BRIEF 1 :: Say whether each statement agrees with the passage below on fitting a hearing system, answering yes or no and quoting the deciding words. (a) During the fitting session, every audio prompt is played at the same level. (b) The user may choose a typical environment from a list. (c) The audio prompt includes speech.
BRIEF 2 :: Resume the passage below on fitting a hearing system, writing the paragraph that follows its last sentence.

== TEXT

For example, system 100 may be configured to operate in a fitting mode and a normal operation mode. System 100 may operate in fitting mode during a fitting session to determine parameter settings for operating in the normal operation mode, which normal operation mode may include any operation of system 100 where system 100 is presenting audio (e.g., from an environment of user 204, a device, etc.) to user 204. During the fitting session, system 100 may present to user 204 a plurality of audio prompts at different presentation levels. System 100 may receive input from user 204 for each of the audio prompts and determine a speech recognition level for each presentation level. Based on the speech recognition levels, system 100 may determine an optimal presentation level that optimizes between speech recognition and environmental sound reduction. Based on the optimal presentation level, system 100 may set an ANC strength that effects the optimal presentation level for use during normal operation.

For instance, FIG. 3 shows an example method 300 for determining an ANC strength during a fitting session. While FIG. 3 illustrates exemplary operations according to one embodiment, other embodiments may omit, add to, reorder, and/or modify any of the operations shown in FIG. 3. One or more of the operations shown in FIG. 3 may be performed by a hearing device such as hearing device 202, a computing device such as computing device 206, an additional computing device communicatively coupled to computing device 206 and/or hearing device 202, any components included therein, and/or any combination or implementation thereof.

At operation 302, a hearing system such as hearing system 100 may set a level of an audio prompt to an initial presentation level. The initial presentation level may be any suitable sound level, such as a full environmental sound level (e.g., a presentation level corresponding to no ANC applied to a current environment of user 204 or a default environment), an amplified environmental sound level, a default reduced level (e.g., a predetermined starting reduced level, a customized starting reduced level based on previous settings or fitting sessions, etc.). Additionally or alternatively, user 204 may set and/or adjust the initial presentation level. For instance, if an initial presentation level is too loud or too soft, user 204 may indicate as such and system 100 may adjust the initial presentation level accordingly. Additionally or alternatively, user 204 may indicate a typical environment where user 204 expects to use hearing device 202 (e.g., select from a list of environments, provide an audio sample of the typical environment, etc.). Based on the selected environment, system 100 may set the initial presentation level to a typical level of the selected environment. Additionally or alternatively, user 204 may provide an indication that user 204 is in an environment for which user 204 expects to use hearing device 202. In response, system 100 may detect and store the environmental sound level for setting the initial presentation level during a later fitting session.

At operation 304, system 100 may play the audio prompt. The audio prompt may be any suitable auditory stimulus that includes speech so that system 100 may determine an understanding level of the speech by user 204.

At operation 306, system 100 may receive user input. The user input may be any suitable input from which system 100 may determine understanding of the speech in the audio prompt. System 100 may receive the user input in any suitable manner. For example, system 100 may receive the user input via hearing device 202 and/or computing device 206, such as by having user 204 repeat the audio prompt as user 204 understood it. Additionally or alternatively, system 100 may receive the user input via computing device 206 by having user 204 type the speech or answer questions about the content of the speech. For instance, FIG. 4 shows an example configuration 400 that shows an implementation of computing device 206 (e.g., a phone 402). System 100 may present via phone 402 a question 404 that tests the comprehension of the speech in the audio prompt.

====
== RECORD EXTRACTS

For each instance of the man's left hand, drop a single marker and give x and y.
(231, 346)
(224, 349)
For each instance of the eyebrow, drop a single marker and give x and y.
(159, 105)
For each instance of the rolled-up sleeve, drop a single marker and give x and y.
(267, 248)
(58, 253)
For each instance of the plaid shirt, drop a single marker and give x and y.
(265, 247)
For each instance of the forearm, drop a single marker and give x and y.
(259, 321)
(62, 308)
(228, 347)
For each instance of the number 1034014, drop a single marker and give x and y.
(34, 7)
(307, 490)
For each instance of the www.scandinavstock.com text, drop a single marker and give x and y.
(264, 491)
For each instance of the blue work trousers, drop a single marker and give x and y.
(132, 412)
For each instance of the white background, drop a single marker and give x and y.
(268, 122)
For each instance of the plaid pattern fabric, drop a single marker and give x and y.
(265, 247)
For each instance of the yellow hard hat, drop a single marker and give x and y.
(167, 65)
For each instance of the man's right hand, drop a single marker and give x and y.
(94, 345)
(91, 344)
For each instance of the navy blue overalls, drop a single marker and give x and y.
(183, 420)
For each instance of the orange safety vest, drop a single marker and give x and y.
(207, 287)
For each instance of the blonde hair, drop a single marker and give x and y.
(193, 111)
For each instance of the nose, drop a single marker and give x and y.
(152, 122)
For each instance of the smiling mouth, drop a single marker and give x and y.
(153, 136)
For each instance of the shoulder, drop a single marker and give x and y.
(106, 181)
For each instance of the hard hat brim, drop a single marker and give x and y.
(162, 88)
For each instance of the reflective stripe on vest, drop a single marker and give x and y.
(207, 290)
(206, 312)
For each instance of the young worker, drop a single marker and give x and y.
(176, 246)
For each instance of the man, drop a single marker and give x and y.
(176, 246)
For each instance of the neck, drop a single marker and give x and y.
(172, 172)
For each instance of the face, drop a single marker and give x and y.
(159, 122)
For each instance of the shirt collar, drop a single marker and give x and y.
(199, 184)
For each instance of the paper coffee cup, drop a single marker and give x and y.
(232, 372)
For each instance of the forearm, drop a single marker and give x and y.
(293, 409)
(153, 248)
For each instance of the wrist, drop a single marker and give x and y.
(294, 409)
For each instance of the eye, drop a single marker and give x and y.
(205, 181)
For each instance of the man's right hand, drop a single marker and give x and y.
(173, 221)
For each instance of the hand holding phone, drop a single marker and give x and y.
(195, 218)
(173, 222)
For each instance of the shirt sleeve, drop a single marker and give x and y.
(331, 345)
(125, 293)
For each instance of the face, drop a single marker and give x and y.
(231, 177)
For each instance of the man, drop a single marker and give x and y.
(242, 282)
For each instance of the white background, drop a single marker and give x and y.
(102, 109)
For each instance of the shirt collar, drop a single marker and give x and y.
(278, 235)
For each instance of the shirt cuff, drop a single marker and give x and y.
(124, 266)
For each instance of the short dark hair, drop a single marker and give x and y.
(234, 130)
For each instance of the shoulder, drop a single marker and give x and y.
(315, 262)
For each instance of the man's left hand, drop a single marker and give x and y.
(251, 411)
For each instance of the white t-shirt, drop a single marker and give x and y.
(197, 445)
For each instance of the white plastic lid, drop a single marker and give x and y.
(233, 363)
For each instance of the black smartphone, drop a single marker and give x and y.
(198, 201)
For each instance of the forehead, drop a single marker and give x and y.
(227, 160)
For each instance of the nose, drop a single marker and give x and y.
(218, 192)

====

EXERCISE RESPONSE 1 ::
(a) No: "a plurality of audio prompts at different presentation levels"
(b) Yes: "select from a list of environments"
(c) Yes: "any suitable auditory stimulus that includes speech"

EXERCISE RESPONSE 2 ::
At operation 308, system 100 may determine a speech recognition level. For example, system 100 may determine a speech understanding score based on the user input. System 100 may determine the speech understanding score in any suitable manner. For instance, system 100 may compare a repeating of the audio prompt by user 204 (whether an audio recording of user 204 repeating the audio prompt and/or a typed repeating of the audio prompt) to the speech in the audio prompt and calculate a score based on how many words are correct or incorrect, how close the incorrect words are to correct words, etc. Additionally or alternatively, system 100 may use correct/incorrect answers to speech comprehension questions (e.g., as in configuration 400) to calculate a score. For example, system 100 may present a plurality of questions based on the audio prompt (and/or a plurality of audio prompts at a same presentation level) and calculate the speech understanding score based on the correct/incorrect answers.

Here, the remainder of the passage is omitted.